TASK TO COMPLETE: List every line of the data below that contains the string "asphalt".
┌─ DATA LINES
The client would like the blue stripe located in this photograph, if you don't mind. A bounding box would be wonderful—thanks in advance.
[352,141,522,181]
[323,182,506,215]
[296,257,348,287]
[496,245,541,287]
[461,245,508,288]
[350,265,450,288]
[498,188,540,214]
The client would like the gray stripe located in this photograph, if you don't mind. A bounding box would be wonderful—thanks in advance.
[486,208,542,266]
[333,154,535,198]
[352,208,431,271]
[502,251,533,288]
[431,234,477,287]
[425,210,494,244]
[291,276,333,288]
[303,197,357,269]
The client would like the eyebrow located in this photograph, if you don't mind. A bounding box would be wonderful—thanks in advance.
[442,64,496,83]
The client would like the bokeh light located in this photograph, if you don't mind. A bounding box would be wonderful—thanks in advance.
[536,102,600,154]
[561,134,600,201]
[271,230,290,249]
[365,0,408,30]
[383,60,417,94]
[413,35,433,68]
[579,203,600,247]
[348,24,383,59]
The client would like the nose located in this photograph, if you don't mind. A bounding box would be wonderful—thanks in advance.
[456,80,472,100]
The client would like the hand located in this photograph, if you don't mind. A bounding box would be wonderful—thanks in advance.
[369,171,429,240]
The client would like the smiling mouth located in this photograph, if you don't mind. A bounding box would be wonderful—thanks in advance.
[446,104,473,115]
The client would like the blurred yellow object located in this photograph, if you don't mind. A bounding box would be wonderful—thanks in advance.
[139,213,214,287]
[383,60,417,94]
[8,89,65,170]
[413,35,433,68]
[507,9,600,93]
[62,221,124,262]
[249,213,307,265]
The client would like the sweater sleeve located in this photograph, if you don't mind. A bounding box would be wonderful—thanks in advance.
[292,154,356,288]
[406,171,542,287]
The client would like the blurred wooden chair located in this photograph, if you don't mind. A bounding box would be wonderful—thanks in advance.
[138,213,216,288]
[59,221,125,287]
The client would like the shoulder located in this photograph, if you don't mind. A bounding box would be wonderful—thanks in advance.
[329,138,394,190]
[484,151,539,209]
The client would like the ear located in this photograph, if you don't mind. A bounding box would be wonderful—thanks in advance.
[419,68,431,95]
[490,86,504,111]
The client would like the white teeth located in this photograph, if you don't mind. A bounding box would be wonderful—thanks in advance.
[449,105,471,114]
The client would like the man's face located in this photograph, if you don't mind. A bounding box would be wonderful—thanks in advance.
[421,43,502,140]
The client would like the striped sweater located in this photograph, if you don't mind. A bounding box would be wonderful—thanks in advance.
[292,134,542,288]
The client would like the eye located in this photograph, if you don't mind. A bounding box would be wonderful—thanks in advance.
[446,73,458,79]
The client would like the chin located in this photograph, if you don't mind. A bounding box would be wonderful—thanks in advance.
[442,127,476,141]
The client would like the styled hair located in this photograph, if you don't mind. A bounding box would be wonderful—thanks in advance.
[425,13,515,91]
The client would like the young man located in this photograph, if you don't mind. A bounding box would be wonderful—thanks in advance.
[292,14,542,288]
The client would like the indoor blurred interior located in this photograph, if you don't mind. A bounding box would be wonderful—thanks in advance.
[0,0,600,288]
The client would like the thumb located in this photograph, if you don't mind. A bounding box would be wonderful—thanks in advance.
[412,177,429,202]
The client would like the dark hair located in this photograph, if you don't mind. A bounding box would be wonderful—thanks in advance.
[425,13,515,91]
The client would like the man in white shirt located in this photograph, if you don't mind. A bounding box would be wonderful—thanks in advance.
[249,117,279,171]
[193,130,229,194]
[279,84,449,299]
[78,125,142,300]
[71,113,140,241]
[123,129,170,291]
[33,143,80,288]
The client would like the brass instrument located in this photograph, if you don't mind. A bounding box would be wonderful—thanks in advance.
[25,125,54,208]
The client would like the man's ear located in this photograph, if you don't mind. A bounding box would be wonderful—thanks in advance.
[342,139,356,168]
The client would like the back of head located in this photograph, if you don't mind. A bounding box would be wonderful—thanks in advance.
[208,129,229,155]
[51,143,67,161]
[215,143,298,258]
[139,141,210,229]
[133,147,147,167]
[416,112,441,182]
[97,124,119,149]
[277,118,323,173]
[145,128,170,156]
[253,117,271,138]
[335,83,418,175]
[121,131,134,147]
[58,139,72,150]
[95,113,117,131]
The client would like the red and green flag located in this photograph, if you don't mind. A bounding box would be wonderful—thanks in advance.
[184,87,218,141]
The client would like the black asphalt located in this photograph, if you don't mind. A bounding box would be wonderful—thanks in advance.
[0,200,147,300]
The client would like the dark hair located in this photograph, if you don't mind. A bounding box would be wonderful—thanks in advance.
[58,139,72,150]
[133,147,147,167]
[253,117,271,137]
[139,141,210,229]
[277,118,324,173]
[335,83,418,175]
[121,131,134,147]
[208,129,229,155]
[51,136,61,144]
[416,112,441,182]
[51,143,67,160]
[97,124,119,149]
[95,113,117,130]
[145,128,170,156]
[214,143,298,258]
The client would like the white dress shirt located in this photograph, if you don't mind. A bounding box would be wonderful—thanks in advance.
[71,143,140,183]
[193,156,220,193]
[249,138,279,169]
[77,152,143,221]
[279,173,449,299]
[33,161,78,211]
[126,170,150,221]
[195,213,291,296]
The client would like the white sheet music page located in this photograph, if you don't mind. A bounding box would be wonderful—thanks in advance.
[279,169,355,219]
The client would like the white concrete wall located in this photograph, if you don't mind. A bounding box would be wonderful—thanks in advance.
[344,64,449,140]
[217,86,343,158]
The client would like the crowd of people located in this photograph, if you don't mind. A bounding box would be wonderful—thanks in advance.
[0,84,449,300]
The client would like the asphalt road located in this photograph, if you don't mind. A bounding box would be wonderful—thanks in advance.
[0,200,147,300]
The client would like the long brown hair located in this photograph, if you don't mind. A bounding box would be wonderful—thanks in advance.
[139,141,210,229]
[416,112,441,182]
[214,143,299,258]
└─
RESULT:
The client would like the black asphalt located in this photograph, if you don't mind. A bounding box would be wonderful—thanks in advance.
The client would like the asphalt road located in this photograph, if you don't mind. A bounding box would be wonderful—thanks in advance.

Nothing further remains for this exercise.